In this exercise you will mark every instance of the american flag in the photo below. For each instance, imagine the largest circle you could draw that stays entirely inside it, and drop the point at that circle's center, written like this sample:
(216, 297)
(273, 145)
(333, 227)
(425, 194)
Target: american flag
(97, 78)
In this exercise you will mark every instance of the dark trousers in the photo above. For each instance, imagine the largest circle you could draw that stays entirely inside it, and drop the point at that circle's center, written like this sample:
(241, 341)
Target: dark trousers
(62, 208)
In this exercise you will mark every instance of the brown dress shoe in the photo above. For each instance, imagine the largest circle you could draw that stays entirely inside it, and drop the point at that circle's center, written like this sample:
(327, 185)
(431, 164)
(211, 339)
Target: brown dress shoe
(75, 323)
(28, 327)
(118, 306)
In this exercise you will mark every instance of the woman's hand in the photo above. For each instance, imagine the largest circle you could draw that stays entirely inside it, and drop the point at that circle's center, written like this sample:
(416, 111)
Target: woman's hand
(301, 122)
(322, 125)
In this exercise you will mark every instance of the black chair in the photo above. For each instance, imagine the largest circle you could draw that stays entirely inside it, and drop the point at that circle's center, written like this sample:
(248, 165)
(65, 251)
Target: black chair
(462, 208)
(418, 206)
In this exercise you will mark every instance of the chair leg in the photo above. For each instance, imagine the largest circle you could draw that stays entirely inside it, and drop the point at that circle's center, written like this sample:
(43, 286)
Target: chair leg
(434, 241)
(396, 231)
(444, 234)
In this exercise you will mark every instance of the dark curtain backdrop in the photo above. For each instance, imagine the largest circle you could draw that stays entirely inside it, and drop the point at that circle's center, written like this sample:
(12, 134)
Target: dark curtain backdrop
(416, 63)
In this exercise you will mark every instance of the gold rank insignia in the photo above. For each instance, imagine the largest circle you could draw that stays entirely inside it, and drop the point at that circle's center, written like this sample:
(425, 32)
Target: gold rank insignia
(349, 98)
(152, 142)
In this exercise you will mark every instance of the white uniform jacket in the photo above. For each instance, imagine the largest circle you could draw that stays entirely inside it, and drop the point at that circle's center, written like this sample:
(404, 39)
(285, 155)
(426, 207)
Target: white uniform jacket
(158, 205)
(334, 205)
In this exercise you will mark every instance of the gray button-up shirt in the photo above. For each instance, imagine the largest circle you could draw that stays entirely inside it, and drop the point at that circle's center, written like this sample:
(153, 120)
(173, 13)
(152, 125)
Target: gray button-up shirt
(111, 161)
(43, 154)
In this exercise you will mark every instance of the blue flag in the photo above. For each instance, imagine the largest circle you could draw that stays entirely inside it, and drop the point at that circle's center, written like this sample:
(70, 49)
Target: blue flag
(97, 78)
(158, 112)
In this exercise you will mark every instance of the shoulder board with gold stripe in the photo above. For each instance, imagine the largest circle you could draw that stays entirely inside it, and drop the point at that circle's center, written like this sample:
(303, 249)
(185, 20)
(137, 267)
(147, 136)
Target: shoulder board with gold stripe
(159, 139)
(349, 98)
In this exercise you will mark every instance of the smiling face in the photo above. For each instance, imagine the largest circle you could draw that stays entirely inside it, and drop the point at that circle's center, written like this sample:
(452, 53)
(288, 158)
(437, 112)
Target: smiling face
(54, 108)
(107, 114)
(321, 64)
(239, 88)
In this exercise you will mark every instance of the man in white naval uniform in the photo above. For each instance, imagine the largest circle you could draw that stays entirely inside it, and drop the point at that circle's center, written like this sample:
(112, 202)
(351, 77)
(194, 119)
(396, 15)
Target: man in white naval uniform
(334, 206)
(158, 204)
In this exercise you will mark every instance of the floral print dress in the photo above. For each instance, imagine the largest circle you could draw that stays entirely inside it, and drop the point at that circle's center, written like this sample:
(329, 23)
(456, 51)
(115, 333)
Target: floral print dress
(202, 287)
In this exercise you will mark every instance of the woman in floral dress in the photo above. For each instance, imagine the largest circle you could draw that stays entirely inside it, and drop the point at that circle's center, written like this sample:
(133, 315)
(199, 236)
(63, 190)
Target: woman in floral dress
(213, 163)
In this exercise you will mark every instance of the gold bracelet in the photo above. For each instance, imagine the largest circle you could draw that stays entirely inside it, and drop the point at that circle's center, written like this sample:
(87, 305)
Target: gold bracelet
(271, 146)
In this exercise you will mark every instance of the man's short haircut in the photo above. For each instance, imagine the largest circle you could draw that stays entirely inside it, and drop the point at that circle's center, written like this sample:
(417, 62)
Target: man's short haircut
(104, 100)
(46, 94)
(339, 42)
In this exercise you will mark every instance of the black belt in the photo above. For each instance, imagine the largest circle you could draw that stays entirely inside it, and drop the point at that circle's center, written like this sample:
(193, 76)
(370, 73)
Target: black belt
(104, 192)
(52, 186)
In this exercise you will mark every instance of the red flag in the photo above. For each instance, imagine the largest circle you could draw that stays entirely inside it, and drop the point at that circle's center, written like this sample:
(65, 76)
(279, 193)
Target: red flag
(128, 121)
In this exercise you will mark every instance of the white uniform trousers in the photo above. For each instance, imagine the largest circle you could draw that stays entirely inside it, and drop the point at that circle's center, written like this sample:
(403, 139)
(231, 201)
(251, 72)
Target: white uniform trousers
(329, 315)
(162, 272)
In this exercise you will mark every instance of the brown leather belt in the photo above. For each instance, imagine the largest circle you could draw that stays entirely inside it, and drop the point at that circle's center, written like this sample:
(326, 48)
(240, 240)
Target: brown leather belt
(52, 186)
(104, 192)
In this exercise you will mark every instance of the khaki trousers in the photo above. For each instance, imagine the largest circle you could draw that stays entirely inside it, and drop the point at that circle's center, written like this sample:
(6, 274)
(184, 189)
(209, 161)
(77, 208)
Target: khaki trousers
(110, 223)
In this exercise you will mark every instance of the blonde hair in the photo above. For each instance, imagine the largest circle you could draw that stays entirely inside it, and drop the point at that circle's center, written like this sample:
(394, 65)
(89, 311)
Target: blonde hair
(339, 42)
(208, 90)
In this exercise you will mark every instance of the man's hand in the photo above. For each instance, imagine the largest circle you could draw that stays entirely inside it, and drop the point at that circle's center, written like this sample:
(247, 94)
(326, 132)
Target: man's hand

========

#### [HOW TO COMPLETE THIS TASK]
What you should do is return the records above exactly, leaving nothing out.

#### [SOLUTION TO THIS PROBLEM]
In this exercise you will mark every instance of the american flag in the photo below. For each instance, imagine the largest circle you could draw that stays entirely inside it, and drop the point at that circle's center, written like this sample:
(216, 297)
(273, 145)
(333, 227)
(425, 194)
Target: american flag
(97, 78)
In this exercise you will mark every instance of the dark trousers in the photo above. For each instance, imagine the largest circle you could draw that stays entirely inside it, and drop the point at that circle's center, written like this sample:
(241, 341)
Target: dark trousers
(62, 208)
In this exercise you will mark every instance of the brown dress shoe in the photo above. For each instance, imagine the largest circle you could draw that stays entirely inside it, and drop the point at that circle's center, written like this sample:
(327, 185)
(431, 164)
(211, 339)
Target: brown dress shoe
(75, 323)
(28, 327)
(118, 306)
In this exercise you will mark every instance of the woman's hand in the photo above. For each instance, imagine the largest circle you could draw that stays entirely inside it, and drop the point at that circle's center, written like this sample:
(416, 111)
Target: woman's hand
(301, 122)
(322, 125)
In this exercise you will mark every instance of the black chair in the photo above. For each instance, imagine the largest circle you could draw that stays entirely inside it, and drop the point at that circle's center, written like this sample:
(248, 165)
(65, 251)
Target: black chair
(462, 208)
(418, 206)
In this exercise you will mark every instance of the chair leg in the photo above. For each instance, imagine the largest circle you could draw that stays entirely inside it, and drop the point at that circle's center, written like this sample:
(43, 286)
Target: chair leg
(434, 241)
(396, 231)
(444, 234)
In this exercise you will mark every instance of the dark curtain backdrop in the photo above. For each instance, imagine the largest circle you could draw that stays entirely inside it, and drop the point at that circle's center, written like this sample:
(12, 134)
Target: dark curtain backdrop
(416, 63)
In this exercise you will mark every instance of the gold rank insignia in the photo above. For each instance, imagine the largest circle you could draw that stays entirely inside it, and drop the point at that circle's center, written like this sample:
(425, 32)
Target: gold rank insignia
(349, 98)
(152, 142)
In this exercise you will mark every instance of the white uniform jacket in the photo above. For each instance, imagine the largest circle you could draw that stays entirely inside it, and drop the point at that circle's center, written like this sample:
(404, 39)
(285, 155)
(426, 207)
Target: white uniform jacket
(158, 205)
(334, 205)
In this exercise you will mark every instance of the gray button-up shirt in the photo above. For each instance, imagine the largest circle you could draw that stays entirely inside it, and drop the point at that circle's center, written like this sample:
(153, 120)
(173, 13)
(152, 125)
Target: gray button-up shirt
(111, 161)
(43, 154)
In this exercise you will mark every instance of the blue flag in the photo above. For each instance, imagine the largest circle you could draw that stays entirely inside it, and drop the point at that circle's center, written like this sample:
(70, 49)
Target: blue flag
(97, 78)
(158, 112)
In this exercise you will mark every instance of the shoulder board with gold stripe in the photo above. For each instance, imagine the largest circle you could draw that stays entirely inside it, and drop the point at that circle's center, written like this sample:
(303, 249)
(185, 20)
(137, 267)
(147, 136)
Target: shoulder board with gold stripe
(159, 139)
(349, 98)
In this exercise you will mark every instance of the smiling face in the photo above. For each instance, imagine the largest circle you could draw that stays entirely inside it, and drop the point at that circle's center, written like this sample:
(452, 53)
(288, 158)
(437, 112)
Target: smiling face
(54, 108)
(107, 114)
(321, 64)
(239, 88)
In this exercise you will mark every instance of the man in white naval uniform in the photo above. For each instance, imagine the largest circle you could draw that stays entirely inside it, and drop the point at that circle's center, written like this sample:
(112, 202)
(351, 77)
(194, 119)
(396, 15)
Target: man in white naval uniform
(334, 206)
(158, 204)
In this exercise you will mark every instance of the floral print dress in the photo above. For each instance, imagine the largest circle you could draw that stays entirely inside it, and drop the point at that circle's center, written like this sample:
(329, 23)
(456, 51)
(115, 333)
Target: floral print dress
(202, 287)
In this exercise you will mark every instance of the woman in floral dress in the photo above. For each instance, imagine the largest circle you could draw that stays entirely inside it, and drop the point at that circle's center, written like this sample:
(133, 315)
(199, 236)
(63, 190)
Target: woman in floral dress
(213, 163)
In this exercise you will mark every instance of the gold bracelet in the photo above. For each instance, imagine the largest circle you could draw that stays entirely inside it, and drop the point at that circle's center, written like this sample:
(87, 305)
Target: gold bracelet
(271, 146)
In this exercise you will mark every instance of the man's short haircut in the photo above. For each instance, imagine the largest circle you could draw that stays entirely inside it, and drop the point at that circle's center, written like this sample:
(417, 62)
Target: man's short haircut
(104, 100)
(46, 94)
(339, 42)
In this exercise you will mark every instance of the black belt in the photo above. For each instance, imagine the largest circle you could draw that stays entirely inside it, and drop the point at that circle's center, written like this sample:
(193, 76)
(370, 73)
Target: black belt
(104, 192)
(52, 186)
In this exercise you will mark every instance of the red flag in the photo above. For each instance, imagine the largest circle you could draw that stays entirely inside it, and drop the point at that circle's center, written like this sample:
(65, 76)
(279, 193)
Target: red flag
(128, 121)
In this exercise you will mark every instance of the white uniform trousers in the photo above. For each instance, imagine the largest circle you could draw that stays entirely inside it, and drop the point at that circle's center, written like this sample:
(403, 139)
(231, 201)
(251, 72)
Target: white uniform trousers
(329, 315)
(162, 272)
In this exercise you will mark every instance of the brown leather belt in the photo above. For each instance, imagine the largest circle you could draw that stays entirely inside it, and drop the point at that circle's center, written like this sample:
(326, 48)
(240, 240)
Target: brown leather belt
(52, 186)
(104, 192)
In this exercise you will mark every instance of the khaki trousers in the photo above. For each instance, imagine the largest circle you could draw that stays entirely inside it, and drop the point at that circle's center, written like this sample:
(6, 274)
(184, 189)
(209, 161)
(77, 208)
Target: khaki trousers
(110, 223)
In this exercise you will mark every instance of the blonde hair in the photo above. For each instance, imagine the largest circle you could draw that stays entirely inside it, and drop the point at that circle's center, written like this sample:
(394, 65)
(89, 311)
Target: blonde hair
(339, 42)
(208, 90)
In this exercise you will mark every instance of the man's hand in the photo above. For each instance, imagine the largest circle you could draw that stays entirely inside it, and drop the point at that circle's center, written like this sample:
(247, 94)
(326, 132)
Target: man's hand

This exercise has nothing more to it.